** start **
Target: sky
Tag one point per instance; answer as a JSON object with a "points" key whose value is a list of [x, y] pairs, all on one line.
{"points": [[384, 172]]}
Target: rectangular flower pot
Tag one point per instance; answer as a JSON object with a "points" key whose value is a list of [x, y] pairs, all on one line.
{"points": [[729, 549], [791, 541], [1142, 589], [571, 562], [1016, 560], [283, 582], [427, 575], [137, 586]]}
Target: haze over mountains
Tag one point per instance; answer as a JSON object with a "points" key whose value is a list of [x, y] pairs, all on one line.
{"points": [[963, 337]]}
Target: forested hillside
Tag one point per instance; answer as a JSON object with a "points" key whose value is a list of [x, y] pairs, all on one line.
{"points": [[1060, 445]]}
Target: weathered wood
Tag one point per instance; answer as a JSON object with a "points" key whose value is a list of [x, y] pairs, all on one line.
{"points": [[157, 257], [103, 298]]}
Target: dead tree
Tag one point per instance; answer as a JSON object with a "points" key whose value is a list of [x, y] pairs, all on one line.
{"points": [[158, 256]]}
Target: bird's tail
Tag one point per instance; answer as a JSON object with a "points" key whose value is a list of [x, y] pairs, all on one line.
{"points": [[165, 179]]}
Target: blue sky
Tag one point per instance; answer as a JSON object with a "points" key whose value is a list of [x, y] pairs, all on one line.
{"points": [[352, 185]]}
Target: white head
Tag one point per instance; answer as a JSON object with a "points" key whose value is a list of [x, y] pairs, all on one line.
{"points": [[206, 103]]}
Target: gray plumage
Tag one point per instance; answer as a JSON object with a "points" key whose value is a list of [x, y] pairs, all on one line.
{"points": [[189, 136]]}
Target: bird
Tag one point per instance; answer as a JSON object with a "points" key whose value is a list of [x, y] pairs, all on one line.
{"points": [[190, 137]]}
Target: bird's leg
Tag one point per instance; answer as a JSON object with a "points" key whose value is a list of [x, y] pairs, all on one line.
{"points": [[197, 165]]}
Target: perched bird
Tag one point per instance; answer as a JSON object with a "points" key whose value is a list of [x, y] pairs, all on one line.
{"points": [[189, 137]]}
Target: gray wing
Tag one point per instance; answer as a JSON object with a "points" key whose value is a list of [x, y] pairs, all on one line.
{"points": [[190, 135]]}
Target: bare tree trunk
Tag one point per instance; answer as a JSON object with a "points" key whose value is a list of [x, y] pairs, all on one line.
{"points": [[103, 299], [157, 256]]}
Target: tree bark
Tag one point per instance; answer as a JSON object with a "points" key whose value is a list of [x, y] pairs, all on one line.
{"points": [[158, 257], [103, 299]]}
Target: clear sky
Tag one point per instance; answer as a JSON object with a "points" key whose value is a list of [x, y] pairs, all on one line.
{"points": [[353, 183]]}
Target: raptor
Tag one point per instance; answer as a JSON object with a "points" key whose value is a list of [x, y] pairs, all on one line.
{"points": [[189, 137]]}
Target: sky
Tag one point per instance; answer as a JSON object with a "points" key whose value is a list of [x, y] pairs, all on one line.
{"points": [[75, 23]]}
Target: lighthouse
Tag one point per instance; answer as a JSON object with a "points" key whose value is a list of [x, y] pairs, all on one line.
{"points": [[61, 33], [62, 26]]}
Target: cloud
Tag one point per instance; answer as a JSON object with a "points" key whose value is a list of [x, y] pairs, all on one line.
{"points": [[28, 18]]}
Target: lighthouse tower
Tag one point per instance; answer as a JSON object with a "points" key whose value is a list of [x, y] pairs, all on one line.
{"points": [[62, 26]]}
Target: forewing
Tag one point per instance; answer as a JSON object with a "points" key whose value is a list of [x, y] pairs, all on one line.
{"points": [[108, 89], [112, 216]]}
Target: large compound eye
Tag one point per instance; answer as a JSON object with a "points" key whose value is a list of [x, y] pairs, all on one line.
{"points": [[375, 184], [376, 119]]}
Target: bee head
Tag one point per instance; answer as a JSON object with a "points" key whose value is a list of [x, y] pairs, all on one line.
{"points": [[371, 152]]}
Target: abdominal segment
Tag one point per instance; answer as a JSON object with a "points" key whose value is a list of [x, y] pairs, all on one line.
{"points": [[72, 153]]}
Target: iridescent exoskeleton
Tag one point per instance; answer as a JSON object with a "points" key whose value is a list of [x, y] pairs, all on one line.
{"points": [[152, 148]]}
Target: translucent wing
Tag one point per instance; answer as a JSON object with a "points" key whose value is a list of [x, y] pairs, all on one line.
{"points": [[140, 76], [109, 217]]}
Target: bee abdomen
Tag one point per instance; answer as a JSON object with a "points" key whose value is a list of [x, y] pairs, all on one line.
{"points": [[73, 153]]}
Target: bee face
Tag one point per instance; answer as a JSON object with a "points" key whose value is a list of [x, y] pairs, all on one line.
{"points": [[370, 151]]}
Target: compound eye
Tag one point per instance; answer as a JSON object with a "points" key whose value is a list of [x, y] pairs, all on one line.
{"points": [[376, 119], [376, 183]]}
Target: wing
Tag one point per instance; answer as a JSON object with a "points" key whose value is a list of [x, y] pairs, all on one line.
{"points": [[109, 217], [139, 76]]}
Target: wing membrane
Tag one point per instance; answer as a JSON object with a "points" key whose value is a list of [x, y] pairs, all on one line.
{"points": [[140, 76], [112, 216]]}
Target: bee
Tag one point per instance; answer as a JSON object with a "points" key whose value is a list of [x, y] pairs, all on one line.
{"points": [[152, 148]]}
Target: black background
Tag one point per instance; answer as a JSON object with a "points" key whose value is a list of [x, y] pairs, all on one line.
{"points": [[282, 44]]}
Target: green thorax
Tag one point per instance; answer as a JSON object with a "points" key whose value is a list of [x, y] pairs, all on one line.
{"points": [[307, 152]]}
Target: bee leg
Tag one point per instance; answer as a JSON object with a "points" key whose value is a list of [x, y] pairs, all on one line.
** end **
-- GIVEN PROBLEM --
Your task is to retype all of the records exactly.

-- RIGHT ANSWER --
Target: sky
Tag one point per instance; answer as a JSON object with a "points" key whose value is a list of [x, y] pairs, all on one line.
{"points": [[384, 172]]}
Target: rectangular flower pot
Tag one point per instance; answer as a JSON object with a "points" key whose value is a list of [x, y] pairs, all on one line.
{"points": [[729, 549], [791, 541], [1142, 589], [571, 562], [1016, 560], [283, 582], [427, 575], [137, 586]]}
Target: haze over mountains
Tag one point per instance; answer as a JSON object with a "points" key whose value is a list of [x, y] pairs, all on one line.
{"points": [[963, 337]]}
Target: forested hillside
Tag one point per instance; answer as a JSON object with a "points" key whose value is a list of [x, y] pairs, all on one line.
{"points": [[1060, 445]]}
Target: weathered wood
Tag one point per instance; answer as a JSON object with a "points" key whose value is a list of [x, y] pairs, all on one line.
{"points": [[157, 257], [103, 298]]}
Target: dead tree
Tag one point per instance; answer as a JSON object with a "points" key whose value is a list of [x, y] pairs, all on one line.
{"points": [[158, 256]]}
Target: bird's tail
Tag one point per instance; answer as a JSON object with a "points" key whose value is a list of [x, y] pairs, all on one line.
{"points": [[165, 179]]}
Target: blue sky
Tag one point per instance; answer as a JSON object with a "points" key whose value is a list of [x, y] pairs, all on one line.
{"points": [[352, 185]]}
Target: white head
Tag one point per instance; answer as a JSON object with a "points" key whose value is a list of [x, y] pairs, all on one line.
{"points": [[206, 103]]}
Target: gray plumage
Tag one point per instance; answer as a JSON object with a "points" key whose value is a list of [x, y] pairs, all on one line.
{"points": [[189, 136]]}
Target: bird
Tag one point per instance; answer as a JSON object with a "points" key whose value is a list of [x, y] pairs, all on one line.
{"points": [[190, 137]]}
Target: bird's leg
Tag one point per instance; answer as a JSON object with a "points" key whose value is a list of [x, y] pairs, all on one line.
{"points": [[197, 165]]}
Target: perched bird
Tag one point per instance; answer as a JSON object with a "points" key whose value is a list of [x, y] pairs, all on one line.
{"points": [[189, 137]]}
Target: gray wing
Tag one point per instance; answer as a JSON object with a "points" key whose value is a list of [x, y] pairs, all on one line.
{"points": [[190, 135]]}
Target: bare tree trunk
Tag one point per instance; answer as a JSON object with a "points" key whose value is a list of [x, y] pairs, all on one line.
{"points": [[103, 299], [157, 256]]}
Target: tree bark
Tag one point per instance; answer as a JSON object with a "points" key whose value is a list of [x, y] pairs, all on one line.
{"points": [[158, 257], [103, 299]]}
Target: clear sky
Tag one point per instance; answer as a JSON object with a "points" key whose value is a list of [x, y] pairs, all on one line.
{"points": [[353, 183]]}
Target: raptor
Tag one point per instance; answer as a JSON object with a "points" key whose value is a list of [x, y] pairs, all on one line.
{"points": [[189, 137]]}
Target: sky
Tag one point per instance; answer as a JSON object with a "points" key whose value is a list of [x, y] pairs, all on one line.
{"points": [[75, 23]]}
Target: lighthouse
Tag one point per instance; answer as a JSON object with a "points" key whose value is a list of [x, y] pairs, all on one line.
{"points": [[61, 33], [62, 26]]}
Target: cloud
Tag one point per instance; answer as a JSON object with a "points" key whose value is a list of [x, y] pairs, all on one line.
{"points": [[28, 18]]}
Target: lighthouse tower
Tag one point per instance; answer as a JSON object with a "points" key whose value is a list of [x, y] pairs, all on one line.
{"points": [[62, 26]]}
Target: forewing
Tag one point per instance; answer as a JSON object with a "points" key whose value is a list of [x, y] pairs, all on one line.
{"points": [[108, 89], [112, 216]]}
Target: large compound eye
Tag one point per instance; answer as a JSON object with a "points" key whose value is a list of [x, y] pairs, all on one line.
{"points": [[375, 184], [376, 119]]}
Target: bee head
Tag one point per instance; answer as a JSON object with a "points" key whose value is a list of [x, y] pairs, all on one line.
{"points": [[371, 152]]}
Target: abdominal segment
Tag one point per instance; answer as a JSON object with a "points" key whose value is a list of [x, y] pairs, all on one line.
{"points": [[72, 153]]}
Target: iridescent exoskeleton
Tag one point per instance; answer as a JSON object with a "points" key whose value is a list of [x, y] pairs, all on one line.
{"points": [[152, 148]]}
Target: translucent wing
Tag one point per instance; answer as a JSON object with a "points" key whose value is a list of [x, y] pairs, all on one line.
{"points": [[140, 76], [109, 217]]}
Target: bee abdomen
Tag one point per instance; answer as a JSON object with a "points" key whose value is a list of [x, y] pairs, all on one line.
{"points": [[73, 153]]}
Target: bee face
Tag one point per instance; answer as a JSON object with a "points" key whose value is a list of [x, y] pairs, all on one line.
{"points": [[370, 151]]}
Target: compound eye
Tag one point per instance; answer as a JSON object with a "points" key whose value is a list of [x, y] pairs, all on one line.
{"points": [[376, 119], [376, 183]]}
Target: wing
Tag one point per instance; answer as a JSON object with a "points" key whose value is a list of [x, y] pairs, all on one line.
{"points": [[109, 217], [139, 76]]}
Target: wing membrane
Tag one point per instance; answer as a JSON object with a "points" key whose value is a list of [x, y] pairs, all on one line.
{"points": [[140, 76], [112, 216]]}
Target: bee
Tag one point per instance; answer as a JSON object with a "points" key whose value is a list of [x, y] pairs, all on one line.
{"points": [[152, 148]]}
Target: black background
Tag one point per instance; answer as a JSON object with a "points" key whose value is a list of [x, y] pairs, all on one line.
{"points": [[282, 44]]}
Target: green thorax
Tag one point per instance; answer as a JSON object with a "points" key whose value is a list of [x, y] pairs, all on one line.
{"points": [[307, 152]]}
Target: bee leg
Tag one point per instance; answer as a JSON object with a "points" key whose value is a list of [x, y] pairs, all on one line.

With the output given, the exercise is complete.